* **Work to be completed**: Please add 119 to each answer coordinate in the lines from the one that contains "Mark one point per instance of the green leafy" through the one that contains "x=122, y=45", and write out only those lines, each one in full, leaving every other number as it is.
── Supplied material
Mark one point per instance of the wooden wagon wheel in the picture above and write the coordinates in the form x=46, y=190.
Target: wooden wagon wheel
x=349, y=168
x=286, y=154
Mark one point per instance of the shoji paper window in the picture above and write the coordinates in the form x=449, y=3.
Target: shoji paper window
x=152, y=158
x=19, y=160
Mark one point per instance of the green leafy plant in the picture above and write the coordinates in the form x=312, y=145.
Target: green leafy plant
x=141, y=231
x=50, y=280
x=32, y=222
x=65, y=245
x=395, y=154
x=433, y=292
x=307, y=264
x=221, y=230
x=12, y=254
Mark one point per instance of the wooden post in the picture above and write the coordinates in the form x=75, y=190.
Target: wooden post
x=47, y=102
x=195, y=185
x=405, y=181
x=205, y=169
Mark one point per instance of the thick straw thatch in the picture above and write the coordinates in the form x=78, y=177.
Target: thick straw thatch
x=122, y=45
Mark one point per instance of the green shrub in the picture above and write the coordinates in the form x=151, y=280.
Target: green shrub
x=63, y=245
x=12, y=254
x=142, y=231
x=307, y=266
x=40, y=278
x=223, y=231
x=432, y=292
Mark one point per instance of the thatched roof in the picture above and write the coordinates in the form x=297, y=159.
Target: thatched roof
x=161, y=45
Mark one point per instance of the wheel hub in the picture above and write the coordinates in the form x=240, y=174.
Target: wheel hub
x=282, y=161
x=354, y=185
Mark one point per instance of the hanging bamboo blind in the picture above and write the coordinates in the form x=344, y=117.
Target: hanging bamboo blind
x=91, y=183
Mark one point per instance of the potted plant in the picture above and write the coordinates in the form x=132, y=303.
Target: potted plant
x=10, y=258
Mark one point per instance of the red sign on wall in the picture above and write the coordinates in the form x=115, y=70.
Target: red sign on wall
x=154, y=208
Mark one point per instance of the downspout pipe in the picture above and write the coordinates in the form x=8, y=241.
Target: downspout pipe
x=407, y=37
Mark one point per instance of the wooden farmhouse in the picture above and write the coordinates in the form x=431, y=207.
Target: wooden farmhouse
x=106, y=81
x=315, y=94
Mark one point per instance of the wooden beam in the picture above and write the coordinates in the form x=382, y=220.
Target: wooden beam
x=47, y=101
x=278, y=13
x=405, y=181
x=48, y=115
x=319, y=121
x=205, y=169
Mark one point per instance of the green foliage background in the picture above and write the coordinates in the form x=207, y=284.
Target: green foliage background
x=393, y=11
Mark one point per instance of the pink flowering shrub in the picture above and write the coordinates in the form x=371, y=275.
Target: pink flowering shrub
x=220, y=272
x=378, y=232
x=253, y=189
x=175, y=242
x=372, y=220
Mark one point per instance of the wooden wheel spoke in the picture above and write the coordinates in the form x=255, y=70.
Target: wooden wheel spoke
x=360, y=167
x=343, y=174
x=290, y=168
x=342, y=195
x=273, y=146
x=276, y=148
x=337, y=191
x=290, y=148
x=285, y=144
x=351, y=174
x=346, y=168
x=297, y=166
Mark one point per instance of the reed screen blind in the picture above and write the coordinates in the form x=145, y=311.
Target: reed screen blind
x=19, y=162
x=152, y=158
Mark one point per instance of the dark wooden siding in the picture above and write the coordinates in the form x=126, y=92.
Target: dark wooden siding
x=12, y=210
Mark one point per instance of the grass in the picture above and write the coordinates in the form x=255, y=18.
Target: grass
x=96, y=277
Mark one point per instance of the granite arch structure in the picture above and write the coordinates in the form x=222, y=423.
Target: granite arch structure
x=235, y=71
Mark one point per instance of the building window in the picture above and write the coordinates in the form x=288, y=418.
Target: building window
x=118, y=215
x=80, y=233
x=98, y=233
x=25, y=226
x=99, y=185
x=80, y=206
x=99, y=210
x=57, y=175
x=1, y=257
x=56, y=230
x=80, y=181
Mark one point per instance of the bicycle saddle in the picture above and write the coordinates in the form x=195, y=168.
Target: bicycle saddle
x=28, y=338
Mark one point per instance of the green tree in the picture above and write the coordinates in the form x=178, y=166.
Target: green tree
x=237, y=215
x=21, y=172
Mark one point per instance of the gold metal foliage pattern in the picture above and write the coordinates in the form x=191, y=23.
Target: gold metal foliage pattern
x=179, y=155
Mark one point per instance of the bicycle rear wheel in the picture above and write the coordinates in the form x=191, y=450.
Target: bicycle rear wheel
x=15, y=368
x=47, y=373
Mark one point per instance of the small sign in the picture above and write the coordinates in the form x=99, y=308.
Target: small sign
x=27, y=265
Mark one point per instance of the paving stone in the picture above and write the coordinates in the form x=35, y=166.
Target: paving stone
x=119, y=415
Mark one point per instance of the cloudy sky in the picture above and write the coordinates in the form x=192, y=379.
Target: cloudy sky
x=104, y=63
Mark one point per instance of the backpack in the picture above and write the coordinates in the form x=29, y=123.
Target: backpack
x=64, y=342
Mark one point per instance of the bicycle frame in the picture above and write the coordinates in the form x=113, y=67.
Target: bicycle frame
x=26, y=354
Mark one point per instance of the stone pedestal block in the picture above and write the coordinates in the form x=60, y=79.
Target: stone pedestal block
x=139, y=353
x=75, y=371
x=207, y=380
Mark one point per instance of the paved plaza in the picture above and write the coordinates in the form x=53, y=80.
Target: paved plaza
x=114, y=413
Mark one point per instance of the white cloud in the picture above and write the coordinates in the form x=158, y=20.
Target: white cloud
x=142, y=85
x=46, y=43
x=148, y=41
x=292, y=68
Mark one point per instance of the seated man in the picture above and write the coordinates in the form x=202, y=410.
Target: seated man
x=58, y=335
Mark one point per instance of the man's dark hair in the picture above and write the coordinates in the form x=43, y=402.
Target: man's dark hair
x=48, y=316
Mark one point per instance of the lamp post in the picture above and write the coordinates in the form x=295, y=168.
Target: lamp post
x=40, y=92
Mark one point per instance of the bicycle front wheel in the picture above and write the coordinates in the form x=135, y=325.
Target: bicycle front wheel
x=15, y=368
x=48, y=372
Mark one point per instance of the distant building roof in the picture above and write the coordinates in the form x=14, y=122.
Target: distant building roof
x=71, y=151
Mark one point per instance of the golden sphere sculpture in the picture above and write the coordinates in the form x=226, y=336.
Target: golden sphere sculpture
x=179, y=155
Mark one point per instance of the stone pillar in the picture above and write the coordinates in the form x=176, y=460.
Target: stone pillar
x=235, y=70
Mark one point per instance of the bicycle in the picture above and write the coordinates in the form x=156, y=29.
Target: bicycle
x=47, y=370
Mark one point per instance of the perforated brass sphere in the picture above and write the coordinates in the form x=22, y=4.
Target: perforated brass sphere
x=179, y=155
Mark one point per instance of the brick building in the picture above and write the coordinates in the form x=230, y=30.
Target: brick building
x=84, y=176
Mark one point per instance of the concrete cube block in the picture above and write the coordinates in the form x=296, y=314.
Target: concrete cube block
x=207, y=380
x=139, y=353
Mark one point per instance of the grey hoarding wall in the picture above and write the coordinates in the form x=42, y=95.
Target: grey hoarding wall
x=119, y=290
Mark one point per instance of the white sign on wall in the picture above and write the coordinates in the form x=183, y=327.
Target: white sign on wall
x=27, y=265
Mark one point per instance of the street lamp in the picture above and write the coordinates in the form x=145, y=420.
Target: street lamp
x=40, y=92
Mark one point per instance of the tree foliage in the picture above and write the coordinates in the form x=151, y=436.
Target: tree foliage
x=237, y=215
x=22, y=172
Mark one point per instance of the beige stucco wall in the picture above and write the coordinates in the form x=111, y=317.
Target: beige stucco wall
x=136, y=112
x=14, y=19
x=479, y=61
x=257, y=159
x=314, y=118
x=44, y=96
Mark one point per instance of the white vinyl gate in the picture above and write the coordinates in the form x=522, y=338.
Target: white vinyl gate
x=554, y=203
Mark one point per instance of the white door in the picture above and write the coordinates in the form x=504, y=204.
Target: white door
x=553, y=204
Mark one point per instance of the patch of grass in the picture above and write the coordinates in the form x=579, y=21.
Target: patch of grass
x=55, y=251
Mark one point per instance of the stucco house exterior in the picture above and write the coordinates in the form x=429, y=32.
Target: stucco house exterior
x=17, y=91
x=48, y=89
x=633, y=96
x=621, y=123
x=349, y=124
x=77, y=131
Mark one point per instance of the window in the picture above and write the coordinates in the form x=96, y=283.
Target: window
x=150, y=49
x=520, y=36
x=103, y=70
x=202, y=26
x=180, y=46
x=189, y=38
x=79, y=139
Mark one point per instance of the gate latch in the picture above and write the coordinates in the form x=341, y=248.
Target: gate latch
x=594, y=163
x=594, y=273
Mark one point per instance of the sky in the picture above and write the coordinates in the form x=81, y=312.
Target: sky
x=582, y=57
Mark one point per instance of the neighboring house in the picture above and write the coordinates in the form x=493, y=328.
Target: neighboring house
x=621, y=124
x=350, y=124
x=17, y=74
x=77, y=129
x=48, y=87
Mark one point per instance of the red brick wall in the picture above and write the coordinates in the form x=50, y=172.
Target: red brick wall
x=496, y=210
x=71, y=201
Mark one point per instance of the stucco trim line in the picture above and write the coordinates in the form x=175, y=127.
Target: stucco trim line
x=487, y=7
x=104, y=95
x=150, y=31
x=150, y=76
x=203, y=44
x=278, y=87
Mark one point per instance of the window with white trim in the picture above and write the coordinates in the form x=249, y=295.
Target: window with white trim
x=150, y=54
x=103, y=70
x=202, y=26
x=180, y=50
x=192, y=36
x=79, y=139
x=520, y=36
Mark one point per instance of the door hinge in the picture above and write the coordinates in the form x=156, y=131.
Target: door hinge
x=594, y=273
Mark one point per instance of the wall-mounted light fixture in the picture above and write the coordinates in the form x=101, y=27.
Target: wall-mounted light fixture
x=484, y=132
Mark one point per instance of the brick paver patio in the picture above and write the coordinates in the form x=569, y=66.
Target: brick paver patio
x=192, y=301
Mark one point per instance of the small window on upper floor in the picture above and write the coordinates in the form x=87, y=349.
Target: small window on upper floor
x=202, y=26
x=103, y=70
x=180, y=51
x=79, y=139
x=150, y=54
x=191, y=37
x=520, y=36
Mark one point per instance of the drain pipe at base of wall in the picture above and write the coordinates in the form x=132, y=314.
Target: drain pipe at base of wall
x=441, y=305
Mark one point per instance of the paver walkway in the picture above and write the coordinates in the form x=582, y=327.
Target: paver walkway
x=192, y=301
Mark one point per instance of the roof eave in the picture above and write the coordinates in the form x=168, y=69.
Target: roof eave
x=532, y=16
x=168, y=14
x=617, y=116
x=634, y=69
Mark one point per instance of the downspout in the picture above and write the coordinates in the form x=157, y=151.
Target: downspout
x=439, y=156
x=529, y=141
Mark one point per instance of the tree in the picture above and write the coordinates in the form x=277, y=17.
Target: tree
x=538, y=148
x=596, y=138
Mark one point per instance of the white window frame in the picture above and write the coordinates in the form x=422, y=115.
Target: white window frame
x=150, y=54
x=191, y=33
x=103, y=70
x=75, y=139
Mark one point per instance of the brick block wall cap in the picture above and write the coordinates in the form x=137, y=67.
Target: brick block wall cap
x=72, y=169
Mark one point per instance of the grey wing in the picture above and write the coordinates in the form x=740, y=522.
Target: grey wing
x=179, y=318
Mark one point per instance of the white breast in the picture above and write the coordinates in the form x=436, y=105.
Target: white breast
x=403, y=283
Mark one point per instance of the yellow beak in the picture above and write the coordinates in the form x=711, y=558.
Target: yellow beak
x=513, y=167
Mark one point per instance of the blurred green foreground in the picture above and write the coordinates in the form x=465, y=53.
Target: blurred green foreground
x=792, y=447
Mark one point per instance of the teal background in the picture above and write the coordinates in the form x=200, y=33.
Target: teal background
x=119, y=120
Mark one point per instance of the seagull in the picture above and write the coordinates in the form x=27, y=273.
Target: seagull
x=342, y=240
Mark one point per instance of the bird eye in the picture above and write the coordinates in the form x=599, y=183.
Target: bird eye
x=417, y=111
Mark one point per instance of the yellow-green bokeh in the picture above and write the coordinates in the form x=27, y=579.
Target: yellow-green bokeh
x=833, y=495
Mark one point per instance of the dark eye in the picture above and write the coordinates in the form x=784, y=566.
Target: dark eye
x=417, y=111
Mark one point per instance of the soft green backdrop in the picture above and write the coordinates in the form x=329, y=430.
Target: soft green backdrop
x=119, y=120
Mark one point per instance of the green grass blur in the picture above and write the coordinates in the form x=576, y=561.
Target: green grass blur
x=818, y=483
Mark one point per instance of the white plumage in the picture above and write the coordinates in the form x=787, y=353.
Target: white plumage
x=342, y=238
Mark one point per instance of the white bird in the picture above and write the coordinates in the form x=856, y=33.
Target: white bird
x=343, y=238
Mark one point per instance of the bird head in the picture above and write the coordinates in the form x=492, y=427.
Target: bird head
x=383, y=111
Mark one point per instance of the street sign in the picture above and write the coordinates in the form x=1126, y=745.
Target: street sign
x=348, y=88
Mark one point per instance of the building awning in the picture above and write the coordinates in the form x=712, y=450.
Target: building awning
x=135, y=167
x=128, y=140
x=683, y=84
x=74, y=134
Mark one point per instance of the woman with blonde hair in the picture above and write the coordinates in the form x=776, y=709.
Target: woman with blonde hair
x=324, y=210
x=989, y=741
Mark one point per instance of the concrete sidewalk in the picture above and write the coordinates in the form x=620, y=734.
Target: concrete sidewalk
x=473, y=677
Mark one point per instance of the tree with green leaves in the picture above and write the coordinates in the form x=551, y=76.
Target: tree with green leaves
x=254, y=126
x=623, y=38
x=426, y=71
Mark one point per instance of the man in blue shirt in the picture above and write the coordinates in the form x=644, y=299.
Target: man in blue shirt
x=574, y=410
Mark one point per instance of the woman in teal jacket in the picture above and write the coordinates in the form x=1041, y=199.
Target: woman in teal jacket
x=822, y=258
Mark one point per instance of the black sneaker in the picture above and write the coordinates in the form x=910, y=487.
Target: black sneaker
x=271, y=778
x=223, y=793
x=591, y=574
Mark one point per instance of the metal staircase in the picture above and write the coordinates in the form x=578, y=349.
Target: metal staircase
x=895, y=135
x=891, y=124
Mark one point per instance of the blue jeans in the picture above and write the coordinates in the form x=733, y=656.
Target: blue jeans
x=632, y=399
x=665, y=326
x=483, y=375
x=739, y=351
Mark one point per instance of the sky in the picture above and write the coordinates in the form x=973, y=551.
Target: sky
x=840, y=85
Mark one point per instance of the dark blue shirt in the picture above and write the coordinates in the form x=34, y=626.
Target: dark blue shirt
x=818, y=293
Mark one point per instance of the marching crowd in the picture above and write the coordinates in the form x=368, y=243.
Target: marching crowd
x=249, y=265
────
* **Reply**:
Mark one point per instance of the green leafy plant in the picture above and write the coordinates in the form x=312, y=145.
Target: green leafy plant
x=260, y=350
x=169, y=399
x=151, y=341
x=184, y=364
x=514, y=273
x=552, y=411
x=426, y=383
x=340, y=349
x=131, y=373
Mark one point per instance of the wooden post in the picture above and write the coordinates in the form x=75, y=190.
Target: wooden post
x=166, y=221
x=314, y=304
x=524, y=300
x=324, y=288
Mark one point per instance of the thick straw thatch in the picture above and write the coordinates in the form x=78, y=177.
Target: thick straw thatch
x=241, y=164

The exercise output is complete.